Gather every line in the records below that contains the word "outstretched", copying each such line in full.

==================================================

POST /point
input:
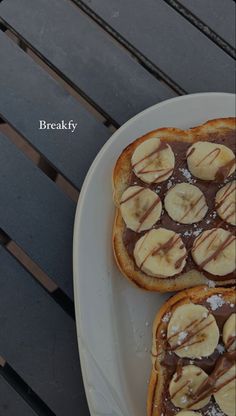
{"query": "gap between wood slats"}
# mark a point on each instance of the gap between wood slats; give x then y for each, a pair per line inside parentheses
(134, 53)
(42, 278)
(60, 78)
(23, 389)
(39, 161)
(199, 24)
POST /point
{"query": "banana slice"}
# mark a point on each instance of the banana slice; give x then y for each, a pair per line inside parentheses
(229, 333)
(140, 208)
(160, 253)
(153, 161)
(214, 251)
(210, 161)
(183, 387)
(192, 331)
(225, 203)
(185, 203)
(225, 395)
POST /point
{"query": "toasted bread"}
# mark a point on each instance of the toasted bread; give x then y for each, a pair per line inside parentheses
(212, 130)
(159, 400)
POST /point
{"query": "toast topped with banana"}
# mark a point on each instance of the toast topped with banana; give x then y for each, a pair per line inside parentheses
(175, 194)
(194, 355)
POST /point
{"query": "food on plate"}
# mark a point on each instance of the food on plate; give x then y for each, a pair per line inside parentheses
(175, 197)
(193, 355)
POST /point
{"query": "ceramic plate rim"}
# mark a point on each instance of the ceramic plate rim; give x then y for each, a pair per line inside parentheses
(80, 206)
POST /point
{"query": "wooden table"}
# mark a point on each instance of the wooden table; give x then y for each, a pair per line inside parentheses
(97, 62)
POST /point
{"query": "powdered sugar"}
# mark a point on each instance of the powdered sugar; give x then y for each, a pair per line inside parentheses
(211, 283)
(213, 411)
(185, 172)
(181, 337)
(166, 317)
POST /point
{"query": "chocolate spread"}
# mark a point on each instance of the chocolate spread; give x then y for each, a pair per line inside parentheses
(211, 220)
(212, 365)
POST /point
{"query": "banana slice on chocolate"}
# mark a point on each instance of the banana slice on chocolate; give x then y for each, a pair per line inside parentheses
(225, 203)
(225, 394)
(192, 331)
(209, 161)
(160, 253)
(229, 333)
(140, 208)
(153, 161)
(214, 251)
(183, 387)
(185, 203)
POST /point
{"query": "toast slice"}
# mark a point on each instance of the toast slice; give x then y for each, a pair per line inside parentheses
(169, 370)
(216, 131)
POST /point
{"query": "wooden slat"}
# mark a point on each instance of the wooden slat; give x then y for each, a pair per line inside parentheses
(36, 214)
(171, 42)
(39, 340)
(11, 404)
(217, 14)
(28, 94)
(86, 55)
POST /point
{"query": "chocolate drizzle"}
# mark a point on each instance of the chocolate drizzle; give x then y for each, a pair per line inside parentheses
(161, 147)
(208, 188)
(215, 365)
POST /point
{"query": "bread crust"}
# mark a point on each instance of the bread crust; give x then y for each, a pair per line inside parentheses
(157, 379)
(121, 174)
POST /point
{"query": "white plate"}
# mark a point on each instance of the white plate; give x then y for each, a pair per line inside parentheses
(113, 317)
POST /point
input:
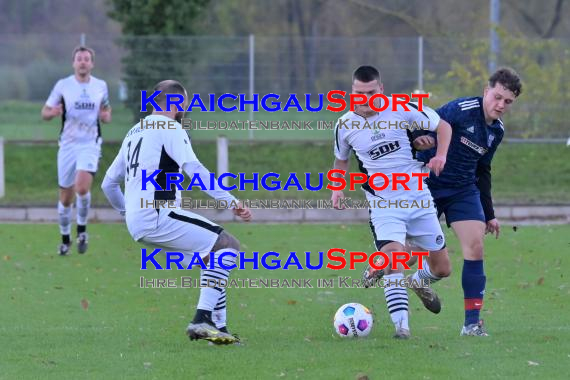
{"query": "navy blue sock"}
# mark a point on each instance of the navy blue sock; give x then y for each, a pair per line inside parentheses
(473, 281)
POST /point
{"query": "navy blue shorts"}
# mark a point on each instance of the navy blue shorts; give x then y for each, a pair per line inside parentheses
(463, 205)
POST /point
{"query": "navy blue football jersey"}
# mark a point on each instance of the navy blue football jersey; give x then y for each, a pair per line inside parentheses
(472, 142)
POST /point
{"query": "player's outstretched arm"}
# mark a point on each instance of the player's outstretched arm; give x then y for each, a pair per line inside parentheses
(196, 167)
(437, 163)
(337, 195)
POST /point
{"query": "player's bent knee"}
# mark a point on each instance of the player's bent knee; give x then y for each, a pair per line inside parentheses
(226, 240)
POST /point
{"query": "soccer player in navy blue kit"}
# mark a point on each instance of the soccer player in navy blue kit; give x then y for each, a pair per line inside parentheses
(463, 190)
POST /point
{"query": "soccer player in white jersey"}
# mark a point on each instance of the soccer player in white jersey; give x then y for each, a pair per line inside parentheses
(386, 148)
(147, 148)
(82, 101)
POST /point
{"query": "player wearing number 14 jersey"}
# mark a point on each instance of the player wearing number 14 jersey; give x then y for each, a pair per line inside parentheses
(148, 149)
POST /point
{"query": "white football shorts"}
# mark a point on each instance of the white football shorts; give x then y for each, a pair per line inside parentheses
(418, 222)
(183, 231)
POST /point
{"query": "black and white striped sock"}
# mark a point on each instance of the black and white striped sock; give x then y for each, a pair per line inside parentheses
(397, 299)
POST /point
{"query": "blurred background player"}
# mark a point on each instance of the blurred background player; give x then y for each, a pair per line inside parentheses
(82, 101)
(463, 190)
(390, 151)
(174, 229)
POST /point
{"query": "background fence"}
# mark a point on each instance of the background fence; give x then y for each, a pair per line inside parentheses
(445, 67)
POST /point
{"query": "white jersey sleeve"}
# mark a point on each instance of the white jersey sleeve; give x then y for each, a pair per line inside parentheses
(417, 117)
(55, 96)
(111, 185)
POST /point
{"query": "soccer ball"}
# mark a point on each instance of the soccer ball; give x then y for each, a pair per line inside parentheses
(353, 320)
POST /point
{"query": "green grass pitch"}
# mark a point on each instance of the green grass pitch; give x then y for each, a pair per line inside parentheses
(85, 317)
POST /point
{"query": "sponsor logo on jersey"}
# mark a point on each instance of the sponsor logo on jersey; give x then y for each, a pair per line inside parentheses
(384, 149)
(472, 145)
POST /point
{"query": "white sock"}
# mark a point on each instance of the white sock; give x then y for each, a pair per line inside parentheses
(425, 275)
(83, 203)
(210, 296)
(397, 300)
(64, 218)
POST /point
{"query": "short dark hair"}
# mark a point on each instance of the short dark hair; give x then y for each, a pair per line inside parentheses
(83, 48)
(168, 86)
(508, 78)
(366, 74)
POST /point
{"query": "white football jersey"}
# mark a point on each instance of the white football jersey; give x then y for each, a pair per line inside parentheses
(382, 143)
(81, 104)
(149, 149)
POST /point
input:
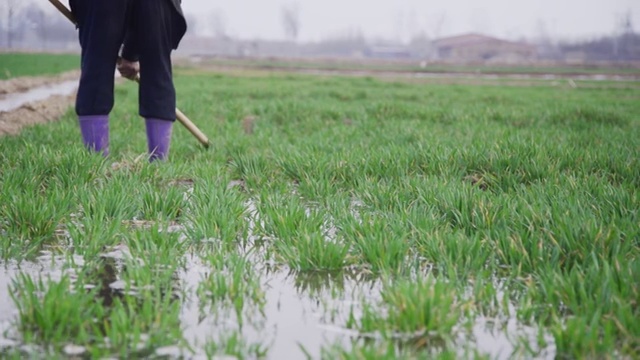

==================================================

Final answer:
{"query": "player's outstretched arm"}
# mark a point on each instance of the player's outstretched arm; give x then y for each, a pair per line inside parentheses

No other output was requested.